*YOUR ASSIGNMENT*. Rewrite the stretch of the news report on Badoy's suspension from "In 2022, the" through "Rico Domingo said.", with "AHW" changed to "Alliance of Health Workers".

LORRAINE Badoy, a well-known supporter of former president Rodrigo Duterte, was suspended for six months by the Professional Regulation Commission (PRC) Board of Medicine after being found guilty of violating the Revised Code of Ethics of the Medical Profession.
The PRC also suspended her certificate of registration for six months, effective upon finality.
According to a Facebook statement by the Movement Against Disinformation (MAD) on Saturday, the cases against Badoy stemmed from her public statements linking the Alliance of Health Workers (AHW), its members and community physician Dr. Ma. Natividad “Naty” Castro to the Communist Party of the Philippines, the New People’s Army and the National Democratic Front (CPP-NPA-NDF).
In 2022, the AHW requested the revocation of Badoy’s medical license over her alleged red-tagging, with 17 doctors seeking her suspension because of her “deeply unprofessional” remarks.
“This decision matters because it brings the issue back to proof... The Board found that Badoy’s statements clearly referred to AHW and its members without any official document proving AHW’s alleged CPP-NPA-NDF affiliation and also found that Dr. Castro was branded a terrorist before any such designation. That is the core of the ruling: grave accusations cannot stand without evidence,” MAD founding chairman Rico Domingo said.

*DATA BELOW*.
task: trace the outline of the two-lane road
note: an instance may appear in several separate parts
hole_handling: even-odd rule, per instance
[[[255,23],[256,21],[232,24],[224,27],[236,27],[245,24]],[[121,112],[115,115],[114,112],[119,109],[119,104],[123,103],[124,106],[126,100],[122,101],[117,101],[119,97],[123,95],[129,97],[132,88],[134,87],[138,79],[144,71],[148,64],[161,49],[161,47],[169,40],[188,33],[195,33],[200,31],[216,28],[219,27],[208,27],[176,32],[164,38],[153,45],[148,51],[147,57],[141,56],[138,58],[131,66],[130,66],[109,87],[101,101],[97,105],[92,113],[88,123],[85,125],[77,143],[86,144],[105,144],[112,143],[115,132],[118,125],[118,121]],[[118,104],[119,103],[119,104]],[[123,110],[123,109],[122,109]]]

*RESPONSE BELOW*.
In 2022, the Alliance of Health Workers requested the revocation of Badoy’s medical license over her alleged red-tagging, with 17 doctors seeking her suspension because of her “deeply unprofessional” remarks.
“This decision matters because it brings the issue back to proof... The Board found that Badoy’s statements clearly referred to Alliance of Health Workers and its members without any official document proving Alliance of Health Workers’s alleged CPP-NPA-NDF affiliation and also found that Dr. Castro was branded a terrorist before any such designation. That is the core of the ruling: grave accusations cannot stand without evidence,” MAD founding chairman Rico Domingo said.